*Requirement:*
Would you write out every record that follows exactly, with the pictures left out?

*Input data:*
=-=-=-=-=

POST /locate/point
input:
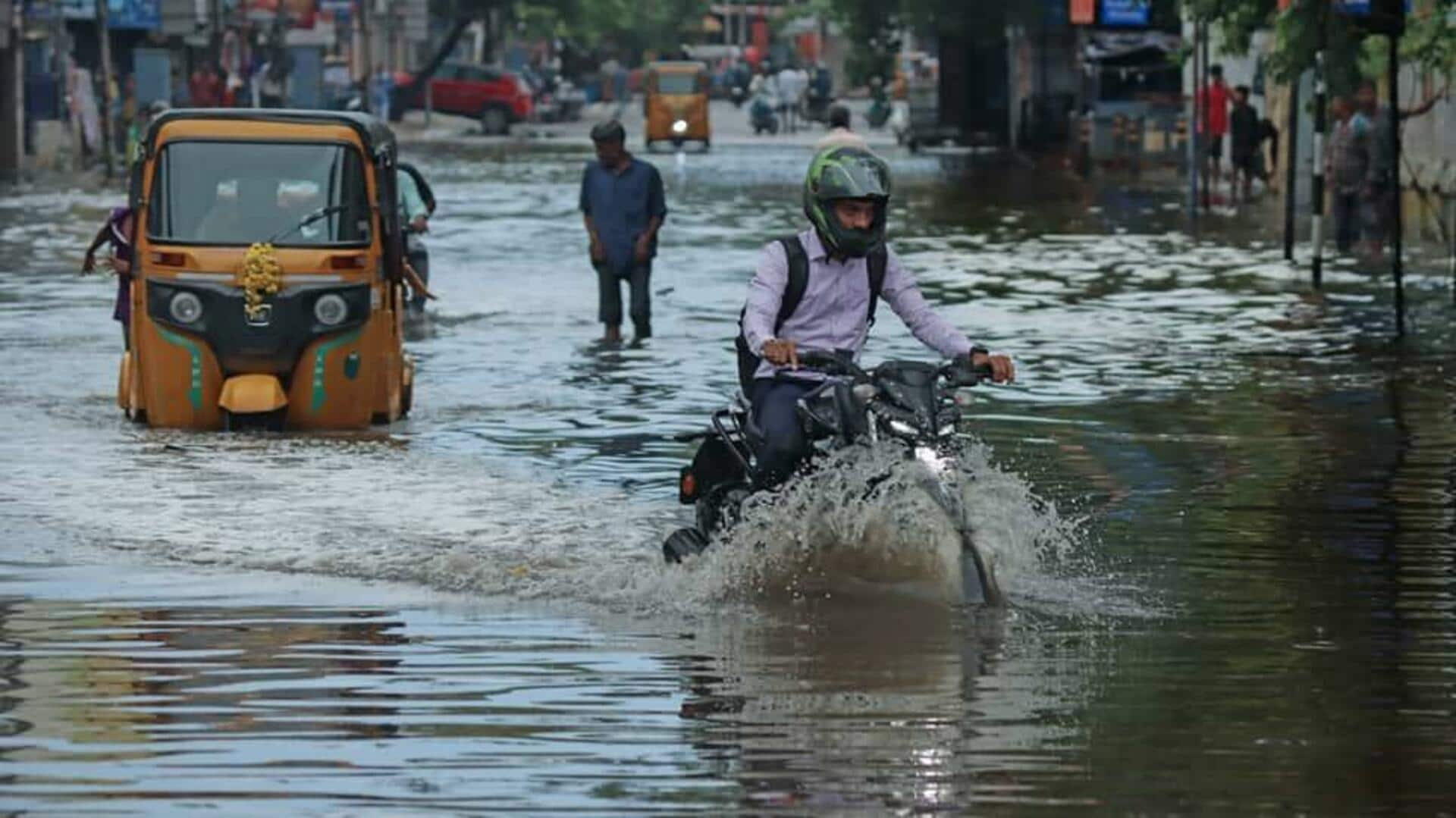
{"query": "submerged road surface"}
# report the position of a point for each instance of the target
(1225, 511)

=-=-=-=-=

*Written answer:*
POST /locate/point
input:
{"query": "submerged road surface"}
# report the position of a point for each instance of the target
(1225, 511)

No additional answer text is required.